==== Zitierte Passage ====

In den meisten Fällen erfahren die DDR-Rentner den wahren Grund der Ablehnung ihrer beantragten Westreise nicht. Die Behördenvertreter gaben lediglich zu verstehen, der Zeitpunkt einer Westreise sei „ungünstig gewählt“. Man wolle den betagten DDR-Bürgern vor „kapitalistischen Machenschaften“ schützen. Bemerkenswert sind in diesem Zusammenhang auch die verstärkten Bemühungen der SED-Funktionäre, die Rentner allgemein davon abzuhalten, in die Bundesrepublik Deutschland zu reisen. In Veranstaltungen der sogenannten Volkssolidarität — einer Organisation der staatlichen Wohlfahrtspflege — rufen in letzter Zeit SED-Funktionäre immer häufiger dazu auf, von Westreisen Abstand zu nehmen. Den Rentnern wird nahegelegt, ihre Verwandten und Bekannten vielmehr in die DDR einzuladen.

==== Datensatzauszüge ====

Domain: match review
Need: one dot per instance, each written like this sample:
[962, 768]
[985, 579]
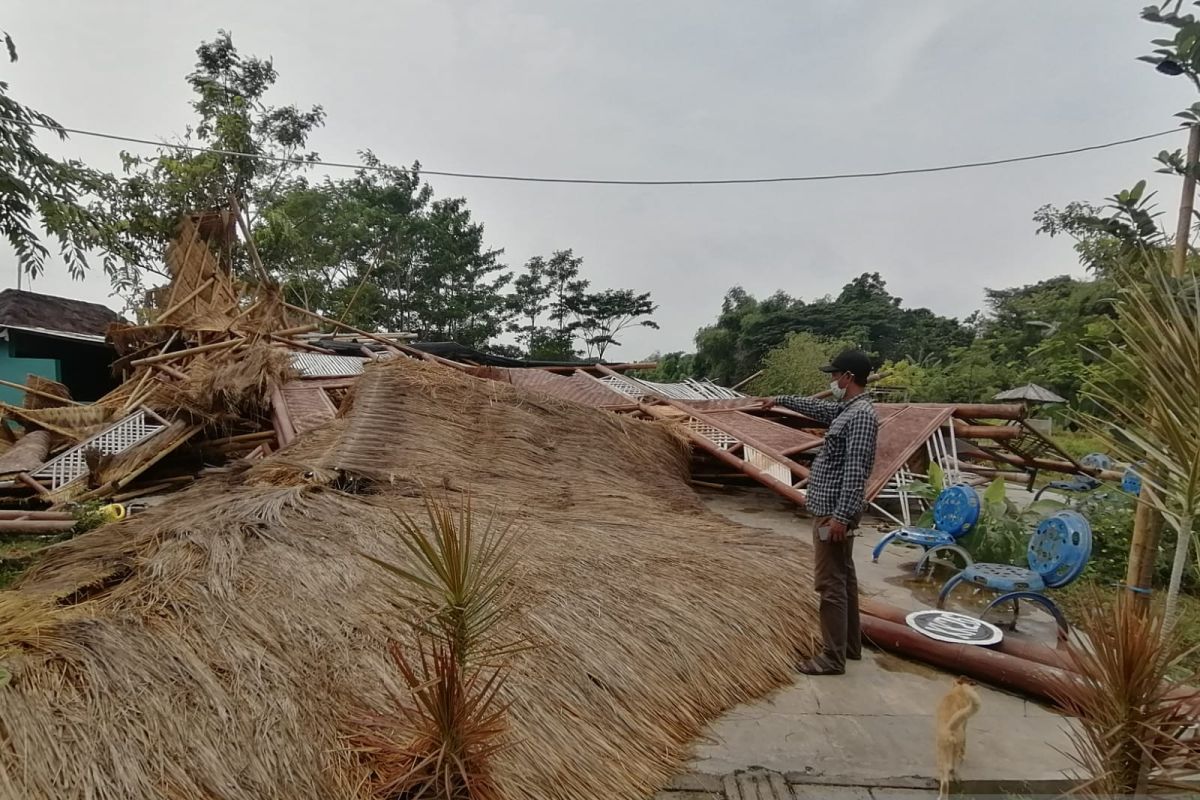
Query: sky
[670, 89]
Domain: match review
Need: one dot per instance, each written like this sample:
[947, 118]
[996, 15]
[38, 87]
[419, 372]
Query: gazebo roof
[1030, 394]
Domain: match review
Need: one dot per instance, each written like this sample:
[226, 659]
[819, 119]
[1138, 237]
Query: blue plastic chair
[1131, 481]
[955, 513]
[1080, 482]
[1059, 551]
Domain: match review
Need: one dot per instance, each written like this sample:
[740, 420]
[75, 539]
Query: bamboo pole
[283, 427]
[870, 379]
[250, 241]
[995, 432]
[987, 410]
[190, 296]
[35, 525]
[24, 477]
[258, 435]
[180, 354]
[298, 330]
[745, 380]
[130, 404]
[389, 343]
[37, 392]
[169, 371]
[303, 346]
[18, 513]
[1147, 523]
[767, 450]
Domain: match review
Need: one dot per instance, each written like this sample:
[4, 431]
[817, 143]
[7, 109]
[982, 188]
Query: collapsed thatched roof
[216, 647]
[33, 310]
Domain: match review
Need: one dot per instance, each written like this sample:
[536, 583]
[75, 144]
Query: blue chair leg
[947, 589]
[945, 548]
[883, 543]
[1036, 597]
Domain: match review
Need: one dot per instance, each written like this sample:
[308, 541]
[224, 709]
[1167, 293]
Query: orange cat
[953, 711]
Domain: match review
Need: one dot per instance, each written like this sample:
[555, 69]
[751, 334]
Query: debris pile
[221, 643]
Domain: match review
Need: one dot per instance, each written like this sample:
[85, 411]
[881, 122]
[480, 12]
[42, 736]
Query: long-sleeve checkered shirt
[838, 483]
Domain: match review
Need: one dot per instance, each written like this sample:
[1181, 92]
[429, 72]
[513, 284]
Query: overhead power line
[603, 181]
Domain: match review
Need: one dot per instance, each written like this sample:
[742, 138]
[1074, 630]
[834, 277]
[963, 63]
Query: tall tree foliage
[379, 251]
[232, 115]
[41, 192]
[557, 318]
[864, 313]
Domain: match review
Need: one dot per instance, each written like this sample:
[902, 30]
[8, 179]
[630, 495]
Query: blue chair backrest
[1060, 548]
[1096, 461]
[957, 510]
[1132, 481]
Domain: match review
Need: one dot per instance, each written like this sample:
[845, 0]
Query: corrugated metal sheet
[688, 390]
[903, 432]
[577, 389]
[778, 437]
[309, 407]
[319, 365]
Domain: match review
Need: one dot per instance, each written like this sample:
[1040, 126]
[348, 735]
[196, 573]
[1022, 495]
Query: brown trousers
[835, 581]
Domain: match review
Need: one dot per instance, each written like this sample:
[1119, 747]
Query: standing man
[837, 498]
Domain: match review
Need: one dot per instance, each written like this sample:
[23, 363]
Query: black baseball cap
[856, 362]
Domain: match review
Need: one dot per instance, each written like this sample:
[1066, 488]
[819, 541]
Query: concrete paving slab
[831, 793]
[874, 725]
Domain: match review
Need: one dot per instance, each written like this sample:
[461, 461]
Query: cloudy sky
[670, 89]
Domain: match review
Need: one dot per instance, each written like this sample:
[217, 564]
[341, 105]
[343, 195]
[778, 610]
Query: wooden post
[1147, 522]
[36, 392]
[1183, 229]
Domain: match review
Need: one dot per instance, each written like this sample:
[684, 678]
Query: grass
[1077, 599]
[1079, 444]
[16, 553]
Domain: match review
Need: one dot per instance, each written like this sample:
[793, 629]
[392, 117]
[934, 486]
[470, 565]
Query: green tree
[379, 251]
[232, 115]
[39, 191]
[863, 312]
[795, 367]
[604, 314]
[549, 287]
[672, 367]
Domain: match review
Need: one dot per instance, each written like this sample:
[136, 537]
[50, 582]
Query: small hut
[1032, 395]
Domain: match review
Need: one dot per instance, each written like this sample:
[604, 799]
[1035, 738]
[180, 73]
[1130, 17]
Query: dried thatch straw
[46, 388]
[73, 422]
[217, 647]
[227, 386]
[30, 452]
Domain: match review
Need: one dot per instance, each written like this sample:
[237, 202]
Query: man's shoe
[819, 667]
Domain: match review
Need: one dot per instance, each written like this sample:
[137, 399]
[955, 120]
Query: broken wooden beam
[35, 525]
[994, 432]
[181, 354]
[985, 410]
[36, 392]
[22, 513]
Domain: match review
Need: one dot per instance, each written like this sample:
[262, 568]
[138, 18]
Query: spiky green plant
[1131, 716]
[1147, 397]
[437, 743]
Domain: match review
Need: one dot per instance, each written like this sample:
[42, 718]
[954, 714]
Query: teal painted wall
[15, 371]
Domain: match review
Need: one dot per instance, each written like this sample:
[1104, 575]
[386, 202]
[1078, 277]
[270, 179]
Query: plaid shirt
[838, 483]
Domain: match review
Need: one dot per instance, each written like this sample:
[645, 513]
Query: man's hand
[837, 530]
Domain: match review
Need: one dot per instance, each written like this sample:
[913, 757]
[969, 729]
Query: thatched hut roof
[217, 645]
[33, 310]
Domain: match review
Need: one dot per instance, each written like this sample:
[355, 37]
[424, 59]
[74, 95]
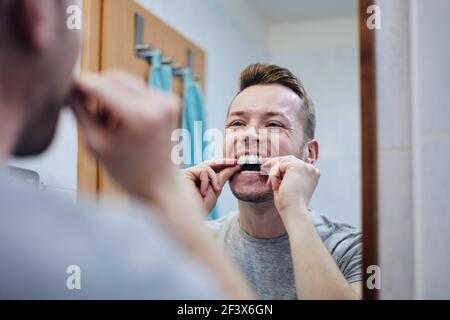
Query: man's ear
[312, 151]
[34, 24]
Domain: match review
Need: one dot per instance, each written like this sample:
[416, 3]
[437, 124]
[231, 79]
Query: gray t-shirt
[121, 252]
[267, 263]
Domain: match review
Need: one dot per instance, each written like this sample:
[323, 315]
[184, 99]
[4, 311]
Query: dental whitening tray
[252, 164]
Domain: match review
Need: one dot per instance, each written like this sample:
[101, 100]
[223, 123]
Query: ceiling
[278, 11]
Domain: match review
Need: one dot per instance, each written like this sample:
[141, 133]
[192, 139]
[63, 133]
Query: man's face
[49, 81]
[265, 121]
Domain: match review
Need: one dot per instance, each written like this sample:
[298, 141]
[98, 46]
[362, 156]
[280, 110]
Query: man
[285, 250]
[50, 248]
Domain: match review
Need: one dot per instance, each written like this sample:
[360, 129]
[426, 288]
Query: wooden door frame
[369, 154]
[88, 167]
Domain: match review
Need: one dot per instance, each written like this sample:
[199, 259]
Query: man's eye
[274, 124]
[237, 124]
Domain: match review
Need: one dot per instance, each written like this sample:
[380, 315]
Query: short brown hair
[259, 73]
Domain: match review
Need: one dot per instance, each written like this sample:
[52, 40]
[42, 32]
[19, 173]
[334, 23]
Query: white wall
[324, 54]
[414, 148]
[58, 166]
[232, 35]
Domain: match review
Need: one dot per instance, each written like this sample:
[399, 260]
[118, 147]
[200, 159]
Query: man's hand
[131, 132]
[293, 182]
[207, 179]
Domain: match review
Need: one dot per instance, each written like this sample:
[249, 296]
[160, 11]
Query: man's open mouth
[250, 163]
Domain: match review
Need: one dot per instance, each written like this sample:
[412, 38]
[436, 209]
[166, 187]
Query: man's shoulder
[338, 237]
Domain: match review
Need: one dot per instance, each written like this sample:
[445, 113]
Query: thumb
[93, 132]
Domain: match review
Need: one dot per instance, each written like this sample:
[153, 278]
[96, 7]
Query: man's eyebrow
[237, 113]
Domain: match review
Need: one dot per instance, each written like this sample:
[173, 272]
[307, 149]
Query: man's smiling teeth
[250, 159]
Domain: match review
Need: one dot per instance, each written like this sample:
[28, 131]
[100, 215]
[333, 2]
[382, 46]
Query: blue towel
[194, 121]
[160, 76]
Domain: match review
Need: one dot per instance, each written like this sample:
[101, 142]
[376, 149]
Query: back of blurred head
[37, 56]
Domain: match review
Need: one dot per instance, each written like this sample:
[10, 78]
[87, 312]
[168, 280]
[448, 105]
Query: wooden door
[117, 51]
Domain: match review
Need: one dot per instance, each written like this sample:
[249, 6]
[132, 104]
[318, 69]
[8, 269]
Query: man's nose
[249, 137]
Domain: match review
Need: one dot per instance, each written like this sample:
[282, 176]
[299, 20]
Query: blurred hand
[207, 179]
[293, 182]
[130, 133]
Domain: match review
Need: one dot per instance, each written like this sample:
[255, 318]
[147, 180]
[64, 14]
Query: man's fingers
[93, 132]
[204, 182]
[214, 179]
[113, 98]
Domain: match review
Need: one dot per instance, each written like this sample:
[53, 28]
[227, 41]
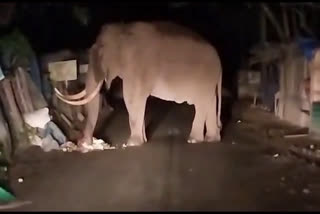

====

**Aufgabe 1**
Kannst du den Text über die Westreisen von DDR-Rentnern wortgetreu abtippen, beginnend bei „In den meisten“ und endend bei „die DDR einzuladen.“?
**Aufgabe 2**
Welche Zeilen der Datensätze enthalten das Wort „brown“? Zieh jede dieser Zeilen unverändert heraus.

**Ausgearbeitete Lösung 1**
In den meisten Fällen erfahren die DDR-Rentner den wahren Grund der Ablehnung ihrer beantragten Westreise nicht. Die Behördenvertreter gaben lediglich zu verstehen, der Zeitpunkt einer Westreise sei „ungünstig gewählt“. Man wolle den betagten DDR-Bürgern vor „kapitalistischen Machenschaften“ schützen. Bemerkenswert sind in diesem Zusammenhang auch die verstärkten Bemühungen der SED-Funktionäre, die Rentner allgemein davon abzuhalten, in die Bundesrepublik Deutschland zu reisen. In Veranstaltungen der sogenannten Volkssolidarität — einer Organisation der staatlichen Wohlfahrtspflege — rufen in letzter Zeit SED-Funktionäre immer häufiger dazu auf, von Westreisen Abstand zu nehmen. Den Rentnern wird nahegelegt, ihre Verwandten und Bekannten vielmehr in die DDR einzuladen.

**Ausgearbeitete Lösung 2**
Query: brown trousers
Query: short brown hair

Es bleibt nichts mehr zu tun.